* **EXERCISE DESCRIPTION**: Filter the records below, keeping only the lines that contain the word "tall" with the same capitalization, and copy each of those lines in full.

======== SOURCE RECORDS

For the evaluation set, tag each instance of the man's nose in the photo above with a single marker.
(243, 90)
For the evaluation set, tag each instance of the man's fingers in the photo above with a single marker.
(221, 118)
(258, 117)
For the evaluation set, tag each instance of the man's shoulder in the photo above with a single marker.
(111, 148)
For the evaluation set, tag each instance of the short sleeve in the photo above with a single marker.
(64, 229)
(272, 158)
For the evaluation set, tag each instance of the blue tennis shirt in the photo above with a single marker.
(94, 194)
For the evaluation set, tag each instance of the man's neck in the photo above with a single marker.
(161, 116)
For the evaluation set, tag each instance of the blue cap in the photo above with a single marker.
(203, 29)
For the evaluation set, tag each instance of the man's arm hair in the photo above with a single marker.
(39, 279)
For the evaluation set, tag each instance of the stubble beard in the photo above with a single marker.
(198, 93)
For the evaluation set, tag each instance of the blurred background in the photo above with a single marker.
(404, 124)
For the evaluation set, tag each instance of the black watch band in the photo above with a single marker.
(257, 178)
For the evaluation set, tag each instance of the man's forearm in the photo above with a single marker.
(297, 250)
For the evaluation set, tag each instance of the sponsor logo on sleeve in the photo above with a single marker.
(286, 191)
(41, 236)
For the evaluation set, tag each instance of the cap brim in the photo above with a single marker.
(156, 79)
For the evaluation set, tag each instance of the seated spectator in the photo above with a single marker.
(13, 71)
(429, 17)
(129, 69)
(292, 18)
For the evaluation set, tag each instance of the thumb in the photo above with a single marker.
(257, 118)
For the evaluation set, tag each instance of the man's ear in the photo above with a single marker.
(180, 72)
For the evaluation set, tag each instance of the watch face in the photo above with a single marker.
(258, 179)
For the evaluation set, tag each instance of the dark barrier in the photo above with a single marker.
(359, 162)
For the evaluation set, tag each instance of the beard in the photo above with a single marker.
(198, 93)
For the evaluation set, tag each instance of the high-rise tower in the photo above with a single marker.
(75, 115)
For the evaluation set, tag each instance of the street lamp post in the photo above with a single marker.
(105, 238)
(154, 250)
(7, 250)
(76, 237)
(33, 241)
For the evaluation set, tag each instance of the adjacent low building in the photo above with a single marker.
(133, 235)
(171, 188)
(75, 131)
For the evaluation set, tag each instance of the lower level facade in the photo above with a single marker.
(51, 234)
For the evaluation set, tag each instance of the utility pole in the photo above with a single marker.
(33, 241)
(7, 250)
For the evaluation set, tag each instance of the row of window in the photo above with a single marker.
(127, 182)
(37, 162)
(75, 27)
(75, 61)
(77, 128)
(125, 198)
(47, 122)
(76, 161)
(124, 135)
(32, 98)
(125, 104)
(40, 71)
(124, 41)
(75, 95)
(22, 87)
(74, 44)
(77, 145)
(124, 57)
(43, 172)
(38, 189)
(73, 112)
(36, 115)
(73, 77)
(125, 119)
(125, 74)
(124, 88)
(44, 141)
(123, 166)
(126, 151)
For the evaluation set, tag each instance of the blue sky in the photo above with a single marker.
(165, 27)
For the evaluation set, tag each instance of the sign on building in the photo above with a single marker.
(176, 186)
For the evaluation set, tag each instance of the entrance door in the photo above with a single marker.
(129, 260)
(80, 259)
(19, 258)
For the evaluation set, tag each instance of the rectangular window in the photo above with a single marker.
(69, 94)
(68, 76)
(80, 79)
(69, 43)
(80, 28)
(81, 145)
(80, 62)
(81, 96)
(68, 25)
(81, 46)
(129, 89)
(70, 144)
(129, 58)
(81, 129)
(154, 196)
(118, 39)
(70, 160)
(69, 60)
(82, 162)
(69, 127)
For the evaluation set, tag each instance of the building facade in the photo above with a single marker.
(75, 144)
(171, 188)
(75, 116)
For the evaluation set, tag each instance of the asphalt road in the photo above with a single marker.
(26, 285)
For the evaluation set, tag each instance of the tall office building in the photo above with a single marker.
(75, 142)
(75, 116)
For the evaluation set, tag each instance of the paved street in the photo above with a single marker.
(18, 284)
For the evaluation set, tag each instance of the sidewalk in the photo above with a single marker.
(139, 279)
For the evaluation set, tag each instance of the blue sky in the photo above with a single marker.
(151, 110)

================
======== SOURCE RECORDS

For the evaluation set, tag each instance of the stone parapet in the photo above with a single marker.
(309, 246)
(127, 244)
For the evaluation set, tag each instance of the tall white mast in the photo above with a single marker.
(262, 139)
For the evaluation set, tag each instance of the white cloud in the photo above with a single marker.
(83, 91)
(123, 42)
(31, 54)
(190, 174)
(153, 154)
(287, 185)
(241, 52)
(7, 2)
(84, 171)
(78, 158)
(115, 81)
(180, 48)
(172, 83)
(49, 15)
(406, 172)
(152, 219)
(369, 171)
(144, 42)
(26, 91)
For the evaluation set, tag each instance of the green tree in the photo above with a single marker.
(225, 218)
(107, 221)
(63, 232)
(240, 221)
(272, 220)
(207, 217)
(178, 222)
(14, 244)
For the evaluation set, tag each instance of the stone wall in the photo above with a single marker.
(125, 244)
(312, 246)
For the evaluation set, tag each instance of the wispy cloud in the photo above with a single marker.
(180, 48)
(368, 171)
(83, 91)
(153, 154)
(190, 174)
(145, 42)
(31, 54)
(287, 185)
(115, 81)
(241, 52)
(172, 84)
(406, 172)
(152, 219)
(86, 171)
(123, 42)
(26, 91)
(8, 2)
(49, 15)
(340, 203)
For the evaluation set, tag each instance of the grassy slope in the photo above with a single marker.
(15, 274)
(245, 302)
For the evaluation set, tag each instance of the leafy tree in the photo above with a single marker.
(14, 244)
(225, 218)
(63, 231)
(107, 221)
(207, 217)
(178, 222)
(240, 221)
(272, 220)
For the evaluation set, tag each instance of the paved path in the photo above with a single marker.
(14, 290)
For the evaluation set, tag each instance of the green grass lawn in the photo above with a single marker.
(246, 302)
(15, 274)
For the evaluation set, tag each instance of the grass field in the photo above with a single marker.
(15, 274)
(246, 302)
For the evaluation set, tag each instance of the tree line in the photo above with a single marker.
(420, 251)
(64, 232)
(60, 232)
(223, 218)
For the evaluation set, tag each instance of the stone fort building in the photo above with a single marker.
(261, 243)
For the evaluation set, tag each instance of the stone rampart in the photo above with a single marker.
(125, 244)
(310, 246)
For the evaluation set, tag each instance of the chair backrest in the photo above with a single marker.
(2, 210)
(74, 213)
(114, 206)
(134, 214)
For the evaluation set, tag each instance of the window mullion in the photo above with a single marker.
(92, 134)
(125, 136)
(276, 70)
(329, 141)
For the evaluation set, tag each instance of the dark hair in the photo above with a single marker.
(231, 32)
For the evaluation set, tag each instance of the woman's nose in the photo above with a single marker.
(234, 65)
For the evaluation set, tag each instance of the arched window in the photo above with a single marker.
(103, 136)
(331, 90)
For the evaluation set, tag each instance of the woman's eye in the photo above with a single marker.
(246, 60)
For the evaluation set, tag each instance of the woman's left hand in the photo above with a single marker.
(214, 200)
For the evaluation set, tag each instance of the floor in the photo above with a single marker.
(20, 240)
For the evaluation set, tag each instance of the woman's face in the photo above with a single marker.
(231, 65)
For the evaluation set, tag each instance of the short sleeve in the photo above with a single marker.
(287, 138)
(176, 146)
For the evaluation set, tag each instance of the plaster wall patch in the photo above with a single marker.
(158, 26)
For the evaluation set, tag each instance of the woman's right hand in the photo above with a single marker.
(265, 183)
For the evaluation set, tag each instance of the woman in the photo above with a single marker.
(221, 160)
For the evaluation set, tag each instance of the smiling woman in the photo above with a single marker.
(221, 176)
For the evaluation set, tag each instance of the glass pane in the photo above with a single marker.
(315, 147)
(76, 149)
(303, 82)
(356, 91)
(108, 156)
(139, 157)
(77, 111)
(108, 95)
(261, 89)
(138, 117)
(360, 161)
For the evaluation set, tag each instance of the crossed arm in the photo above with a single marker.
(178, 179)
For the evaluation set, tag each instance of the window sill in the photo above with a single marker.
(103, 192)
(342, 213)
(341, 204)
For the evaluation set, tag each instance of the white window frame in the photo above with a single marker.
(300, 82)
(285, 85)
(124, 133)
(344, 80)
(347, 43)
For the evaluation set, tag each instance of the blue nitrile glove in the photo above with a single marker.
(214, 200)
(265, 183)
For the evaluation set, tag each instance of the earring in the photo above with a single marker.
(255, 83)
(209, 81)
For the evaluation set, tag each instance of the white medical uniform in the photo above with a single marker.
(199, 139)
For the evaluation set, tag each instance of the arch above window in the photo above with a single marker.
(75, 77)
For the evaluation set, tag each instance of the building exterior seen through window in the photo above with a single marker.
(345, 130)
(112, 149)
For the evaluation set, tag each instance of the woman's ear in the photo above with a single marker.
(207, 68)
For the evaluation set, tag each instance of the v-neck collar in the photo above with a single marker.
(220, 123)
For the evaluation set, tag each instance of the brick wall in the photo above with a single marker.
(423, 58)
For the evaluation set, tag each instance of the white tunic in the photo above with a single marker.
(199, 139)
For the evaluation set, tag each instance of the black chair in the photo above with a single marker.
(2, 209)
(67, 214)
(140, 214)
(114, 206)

================

* **TASK RESULT**:
For the evaluation set, tag each instance of the tall office building in the photo above with a single marker.
For the evaluation set, tag each instance of the tall white mast in the photo above with a single marker.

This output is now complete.